Begin INFORMATION GIVEN

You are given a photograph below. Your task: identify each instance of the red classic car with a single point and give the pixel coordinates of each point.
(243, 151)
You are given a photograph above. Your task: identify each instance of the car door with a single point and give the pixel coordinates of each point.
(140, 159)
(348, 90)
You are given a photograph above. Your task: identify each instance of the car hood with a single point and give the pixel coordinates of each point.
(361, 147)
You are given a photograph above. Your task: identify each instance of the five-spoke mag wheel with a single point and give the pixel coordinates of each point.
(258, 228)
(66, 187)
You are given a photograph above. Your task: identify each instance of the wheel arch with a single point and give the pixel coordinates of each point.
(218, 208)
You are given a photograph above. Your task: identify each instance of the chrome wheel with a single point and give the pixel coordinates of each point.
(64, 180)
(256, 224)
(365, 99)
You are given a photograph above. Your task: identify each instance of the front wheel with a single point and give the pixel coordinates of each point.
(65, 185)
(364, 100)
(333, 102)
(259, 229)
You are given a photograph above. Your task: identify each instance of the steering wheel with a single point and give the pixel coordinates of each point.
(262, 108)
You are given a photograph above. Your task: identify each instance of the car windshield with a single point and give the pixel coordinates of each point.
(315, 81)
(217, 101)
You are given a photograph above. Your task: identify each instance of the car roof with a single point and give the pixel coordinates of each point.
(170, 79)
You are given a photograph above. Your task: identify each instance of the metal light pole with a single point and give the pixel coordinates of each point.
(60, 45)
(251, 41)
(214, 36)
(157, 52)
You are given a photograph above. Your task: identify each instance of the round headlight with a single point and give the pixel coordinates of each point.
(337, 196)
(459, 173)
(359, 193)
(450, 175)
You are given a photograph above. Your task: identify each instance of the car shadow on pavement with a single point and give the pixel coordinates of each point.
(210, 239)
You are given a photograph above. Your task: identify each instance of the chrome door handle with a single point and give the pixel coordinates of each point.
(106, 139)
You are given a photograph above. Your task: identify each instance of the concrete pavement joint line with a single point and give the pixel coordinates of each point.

End INFORMATION GIVEN

AIM OF THE TASK.
Print the whole listing exactly as it is.

ANSWER TO THE TASK.
You are given a photograph below. Your task: identify each instance of the red classic car with a single point and give the pixel coordinates of each point.
(243, 151)
You are given a photograph above. Your task: identify each instance of the car door with a single point and give the pixel coordinates of each point.
(140, 159)
(348, 90)
You are given a photograph above. Your task: identify each instance of the car hood with a single point and give the pixel coordinates of each point.
(361, 147)
You are given a photograph above. Your task: identify each instance of the five-spoke mag wheel with a single point and give the pixel coordinates of each point.
(258, 228)
(66, 187)
You are given a photograph above. Your task: identify each instance of the wheel arch with a single point and give the pixel coordinates of each point.
(218, 208)
You are given a photograph above. Your task: identify each instance of the chrome wheel with a single point and give the pixel coordinates of each point.
(64, 180)
(256, 224)
(365, 99)
You are given a photograph above. Your task: identify each instance of the front wheel with a single point and give the pixel coordinates of each point.
(65, 185)
(364, 100)
(333, 102)
(259, 229)
You are given a photograph above. Your task: identify each instance of the steering wheel with a single point and give the pixel coordinates of each point.
(262, 108)
You are given a photograph above. Your task: identify each instance of the car windshield with a single point and give the pixel coordinates of each point.
(315, 81)
(217, 101)
You are given a photograph above. Your task: identify each instance of the car roof with a single point and give the pixel coordinates of each point.
(170, 79)
You are given a photograph above. Your task: identify each instance of the metal light pole with a single point and give the pixel coordinates of each point.
(60, 45)
(251, 41)
(214, 36)
(157, 52)
You are given a photograph above. Your task: identify each instance of the round headlight with a single point and give the pixel coordinates of each point.
(337, 196)
(459, 173)
(359, 193)
(450, 175)
You are given a photograph above. Your task: identify each instance of the car shadow on pavement with a single point and give the pixel coordinates of each point.
(210, 239)
You are given a photograph above. Your task: identify each instance of the chrome door handle with a single point and give the pixel coordinates of each point.
(106, 139)
You are given a photograph above. Your task: identify each instance of the concrete pavement joint line with a single point and give the pixel coordinates of each point.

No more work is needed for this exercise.